==== Excerpted passage

A USA Today analysis of state test scores raises questions about extraordinary gains at nearly 70 schools between 2003 and 2009, but Colorado education officials do little to investigate such steep increases.

That may change as the state prepares to link growth in test scores to teacher and principal evaluations.

For example, third-graders at Aragon Elementary School in Fountain-Fort Carson School District 8 scored in the 31st percentile on the state math exam in 2005, meaning their test scores were on par with 31 percent of Colorado third-graders. A year later, in 2006, Aragon’s fourth-graders achieved at the 97th percentile in math.

The following year? Aragon fifth-graders had dropped to the 47th percentile in math in 2007.

========

Please answer from the passage on Colorado test scores: what percentile did Aragon Elementary's fourth-graders reach in math in 2006?

==== Supplied material

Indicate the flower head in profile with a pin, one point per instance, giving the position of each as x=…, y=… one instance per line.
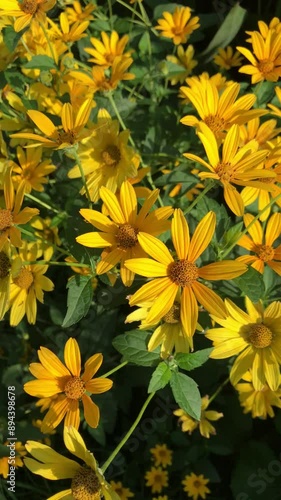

========

_Exercise response_
The 97th percentile.